▶ **REQUIREMENTS**: Report each line in the entries below that contains the string "coordinates", copying every such line in full.

▶ **AVAILABLE RECORDS**:

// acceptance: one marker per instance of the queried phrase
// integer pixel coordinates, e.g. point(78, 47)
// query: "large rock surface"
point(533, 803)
==
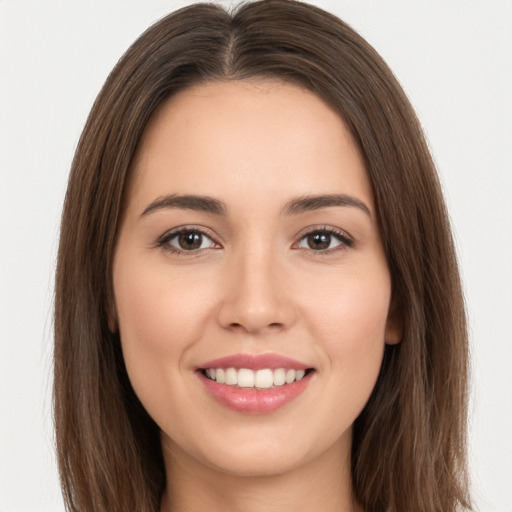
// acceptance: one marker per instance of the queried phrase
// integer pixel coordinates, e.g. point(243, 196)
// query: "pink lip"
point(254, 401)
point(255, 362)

▶ **EXERCISE ANSWER**:
// integer pixel coordinates, e.g. point(78, 47)
// integer pixel coordinates, e.g. point(243, 196)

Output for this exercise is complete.